| To be done |
Transcribe all of the material exactly.

| Input data |

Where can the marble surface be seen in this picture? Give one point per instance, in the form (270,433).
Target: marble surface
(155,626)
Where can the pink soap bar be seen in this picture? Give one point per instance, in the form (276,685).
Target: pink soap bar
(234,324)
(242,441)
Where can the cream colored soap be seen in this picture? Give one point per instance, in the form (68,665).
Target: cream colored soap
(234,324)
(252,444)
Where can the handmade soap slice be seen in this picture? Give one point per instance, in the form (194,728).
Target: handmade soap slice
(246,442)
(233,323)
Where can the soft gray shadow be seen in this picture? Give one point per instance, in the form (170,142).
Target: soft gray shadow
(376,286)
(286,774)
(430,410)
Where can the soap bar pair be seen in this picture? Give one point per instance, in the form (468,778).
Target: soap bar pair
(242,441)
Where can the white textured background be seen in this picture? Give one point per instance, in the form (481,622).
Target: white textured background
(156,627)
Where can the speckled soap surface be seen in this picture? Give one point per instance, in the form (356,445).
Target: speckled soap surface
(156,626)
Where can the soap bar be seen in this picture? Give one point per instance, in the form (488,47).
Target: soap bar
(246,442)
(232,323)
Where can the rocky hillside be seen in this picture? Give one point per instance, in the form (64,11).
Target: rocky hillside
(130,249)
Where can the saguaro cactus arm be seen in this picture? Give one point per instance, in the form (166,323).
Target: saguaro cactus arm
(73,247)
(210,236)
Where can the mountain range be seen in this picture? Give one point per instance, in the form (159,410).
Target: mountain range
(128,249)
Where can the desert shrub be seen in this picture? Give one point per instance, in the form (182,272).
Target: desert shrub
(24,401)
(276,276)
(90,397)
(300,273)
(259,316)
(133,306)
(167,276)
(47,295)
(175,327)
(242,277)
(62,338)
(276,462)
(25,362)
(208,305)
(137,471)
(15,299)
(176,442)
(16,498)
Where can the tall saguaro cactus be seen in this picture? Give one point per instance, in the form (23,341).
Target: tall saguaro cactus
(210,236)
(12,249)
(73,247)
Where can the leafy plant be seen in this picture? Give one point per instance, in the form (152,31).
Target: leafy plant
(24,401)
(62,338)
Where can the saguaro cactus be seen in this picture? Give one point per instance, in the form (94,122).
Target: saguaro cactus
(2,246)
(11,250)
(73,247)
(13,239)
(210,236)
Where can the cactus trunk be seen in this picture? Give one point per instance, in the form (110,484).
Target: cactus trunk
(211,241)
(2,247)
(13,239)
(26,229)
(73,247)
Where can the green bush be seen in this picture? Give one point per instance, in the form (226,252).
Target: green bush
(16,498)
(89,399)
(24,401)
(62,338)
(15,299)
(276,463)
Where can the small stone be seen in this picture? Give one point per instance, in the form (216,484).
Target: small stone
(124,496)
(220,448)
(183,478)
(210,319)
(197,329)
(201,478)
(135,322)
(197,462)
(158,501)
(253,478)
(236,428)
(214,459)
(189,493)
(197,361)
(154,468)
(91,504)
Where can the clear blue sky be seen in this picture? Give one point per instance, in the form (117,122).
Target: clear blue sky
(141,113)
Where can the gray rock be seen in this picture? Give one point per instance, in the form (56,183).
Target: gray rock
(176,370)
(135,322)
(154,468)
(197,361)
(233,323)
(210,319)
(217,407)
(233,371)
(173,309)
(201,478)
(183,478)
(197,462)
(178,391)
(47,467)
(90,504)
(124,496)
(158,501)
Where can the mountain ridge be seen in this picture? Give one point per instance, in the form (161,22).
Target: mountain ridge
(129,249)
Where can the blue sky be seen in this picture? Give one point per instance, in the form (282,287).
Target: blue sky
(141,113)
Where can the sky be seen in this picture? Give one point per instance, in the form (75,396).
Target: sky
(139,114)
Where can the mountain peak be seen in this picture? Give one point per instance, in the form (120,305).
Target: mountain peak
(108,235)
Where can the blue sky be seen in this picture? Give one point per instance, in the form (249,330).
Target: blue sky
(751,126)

| Task answer |
Where can the marble surface be seen in this picture? Give one point per instance, in the form (270,433).
Target: marble surface
(155,626)
Where can the pink soap bar be seen in this picture? Give one point per instance, in the form (276,685).
Target: pink soap bar
(234,324)
(242,441)
Where can the cream colored soap be seen in this picture? Give one point per instance, in the form (68,665).
Target: cream colored soap
(234,324)
(252,444)
Where can the handmade soap slice be seen in this picture? Give one point per instance, in the form (194,728).
Target: handmade soap slice
(246,442)
(233,323)
Where can the soft gray shadow be seen in this picture? Give one point per instance, in the form (170,142).
Target: soft gray shadow
(376,286)
(286,774)
(430,410)
Where can the soap bar pair be seen in this picture? Give one point per instance, in the form (468,778).
Target: soap bar pair
(242,441)
Where can the white textured background be seen in this picture? Give one point per instance, in the form (481,622).
Target: white textured background
(156,627)
Where can the speckled soap surface be seen in this picture? Give one point per instance, in the form (356,445).
Target: speckled soap surface
(156,626)
Where can the soap bar be seen in this picture? Give one point per instance, in the form (488,47).
Target: soap bar
(246,442)
(232,323)
Where can the rocky hillside be seen in this picture? Give one point per instance, in the form (64,11).
Target: rocky hillside
(130,249)
Where can the saguaro cactus arm be seen in this picture? Give one point per instance, in the form (166,323).
Target: saguaro cactus arm
(73,247)
(210,236)
Where can the mountain range be seen in this picture? Give one point per instance, in the form (159,410).
Target: mountain range
(128,249)
Where can the desert shrub be seen in this picture? Give one point per instance, in the form (182,272).
Target: desert shrub
(24,401)
(276,276)
(90,397)
(300,273)
(259,316)
(133,306)
(167,276)
(47,295)
(175,327)
(242,277)
(62,338)
(276,462)
(25,362)
(208,305)
(137,471)
(15,299)
(176,442)
(16,498)
Where can the tall saguaro cactus be seen in this picture? Give one point per instance, in the form (23,341).
Target: tall saguaro cactus
(210,236)
(12,249)
(73,247)
Where can the leafy plant be seen in this picture? Give one point per instance, in the form (152,31).
Target: leafy plant
(24,401)
(62,338)
Where can the saguaro cactus be seen in this picture? Give one point per instance, in the form (94,122).
Target: saguaro cactus
(2,246)
(11,250)
(73,247)
(13,239)
(210,236)
Where can the cactus trunk be seen in this picture? Give one point per instance, in the form (110,484).
Target: cactus trunk
(211,241)
(2,247)
(13,239)
(26,229)
(73,247)
Where can the green bush be seen in this picture? Give one point per instance, in the form (226,252).
Target: green bush
(16,498)
(89,399)
(24,401)
(62,338)
(15,299)
(276,463)
Where can the small stone be seen in this picture? Give one point per instance, in the form (216,484).
Target: small stone
(124,496)
(220,448)
(183,478)
(210,319)
(197,329)
(201,478)
(135,322)
(197,462)
(158,501)
(253,478)
(236,428)
(214,459)
(189,493)
(197,361)
(154,468)
(91,504)
Where can the clear blue sky be seen in this picture? Give one point per instance, in the form (117,122).
Target: clear blue sky
(141,113)
Where can the gray rock be seen in this picture? Give one point per instance, in the form (56,183).
Target: gray rock
(176,370)
(135,322)
(154,468)
(197,361)
(233,323)
(210,319)
(217,407)
(233,371)
(173,309)
(201,478)
(183,478)
(197,462)
(178,391)
(47,467)
(90,504)
(124,496)
(158,501)
Where can the mountain ridge be seen in this picture? Give one point per instance, in the form (161,22).
Target: mountain ridge
(129,249)
Where can the blue sky be seen in this picture? Give one point per instance, in the form (282,287).
Target: blue sky
(141,113)
Where can the sky be seen in this picture? Give one point per instance, in the form (75,396).
Target: sky
(139,114)
Where can the mountain peak be seen in this picture? Give one point per instance, in the form (120,305).
Target: mountain peak
(108,235)
Where can the blue sky be seen in this picture? Give one point per instance, in the form (249,330).
Target: blue sky
(751,126)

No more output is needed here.